▸ **What is required**:
What is needed here is a faithful repeat of every entry, with no character changed.

▸ **Task data**:
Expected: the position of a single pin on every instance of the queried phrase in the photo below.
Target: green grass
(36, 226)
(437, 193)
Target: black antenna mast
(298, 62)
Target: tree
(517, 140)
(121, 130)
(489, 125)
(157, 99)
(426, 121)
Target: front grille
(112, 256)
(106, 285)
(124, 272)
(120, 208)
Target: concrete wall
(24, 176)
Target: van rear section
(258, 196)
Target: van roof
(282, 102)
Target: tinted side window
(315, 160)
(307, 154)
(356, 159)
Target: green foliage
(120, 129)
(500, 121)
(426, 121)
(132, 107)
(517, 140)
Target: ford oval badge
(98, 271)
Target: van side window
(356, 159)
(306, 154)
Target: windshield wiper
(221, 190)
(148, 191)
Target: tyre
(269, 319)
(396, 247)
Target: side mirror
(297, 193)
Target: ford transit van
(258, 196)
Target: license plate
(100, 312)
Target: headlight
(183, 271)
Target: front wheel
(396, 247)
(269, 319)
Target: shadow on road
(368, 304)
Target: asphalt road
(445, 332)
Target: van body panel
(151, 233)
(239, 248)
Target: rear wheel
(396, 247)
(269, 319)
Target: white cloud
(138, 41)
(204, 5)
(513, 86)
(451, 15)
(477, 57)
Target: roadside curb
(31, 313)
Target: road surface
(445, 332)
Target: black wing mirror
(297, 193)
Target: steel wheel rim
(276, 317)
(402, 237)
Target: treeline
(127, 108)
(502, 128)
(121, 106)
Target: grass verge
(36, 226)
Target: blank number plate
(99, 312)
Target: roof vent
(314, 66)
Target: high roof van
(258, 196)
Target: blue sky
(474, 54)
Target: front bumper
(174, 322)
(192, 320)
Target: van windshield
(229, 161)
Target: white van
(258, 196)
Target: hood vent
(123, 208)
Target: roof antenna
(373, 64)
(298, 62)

▸ **Response box**:
Expected: the position of a single pin on every instance of the queried phrase in the photo below.
Target: green grass
(36, 226)
(437, 193)
Target: black antenna mast
(298, 62)
Target: tree
(517, 140)
(121, 130)
(489, 125)
(157, 99)
(426, 121)
Target: front grille
(112, 256)
(106, 285)
(124, 272)
(120, 208)
Target: concrete wall
(24, 176)
Target: van rear section
(258, 196)
Target: van roof
(282, 102)
Target: tinted side window
(315, 160)
(307, 154)
(356, 159)
Target: green foliage
(120, 129)
(500, 121)
(426, 121)
(132, 107)
(517, 140)
Target: ford oval badge
(98, 271)
Target: van side window
(356, 159)
(306, 154)
Target: windshield wiper
(221, 190)
(148, 191)
Target: tyre
(269, 319)
(396, 247)
Target: side mirror
(297, 193)
Target: ford transit van
(258, 196)
Target: license plate
(100, 312)
Target: headlight
(183, 271)
Target: front wheel
(396, 247)
(269, 319)
Target: shadow on road
(368, 304)
Target: asphalt road
(445, 332)
Target: van body panel
(151, 233)
(239, 248)
Target: rear wheel
(396, 247)
(269, 319)
Target: white cloud
(138, 41)
(204, 5)
(513, 86)
(451, 15)
(477, 57)
Target: roadside curb
(31, 313)
Target: road surface
(445, 332)
Target: black wing mirror
(297, 193)
Target: steel wheel rim
(276, 317)
(402, 237)
Target: treeline
(127, 108)
(502, 128)
(121, 106)
Target: grass verge
(36, 226)
Target: blank number plate
(99, 312)
Target: roof vent
(314, 66)
Target: high roof van
(258, 196)
Target: blue sky
(474, 54)
Target: front bumper
(174, 322)
(192, 320)
Target: van windshield
(229, 161)
Target: white van
(258, 196)
Target: hood vent
(123, 208)
Target: roof antenna
(373, 64)
(298, 62)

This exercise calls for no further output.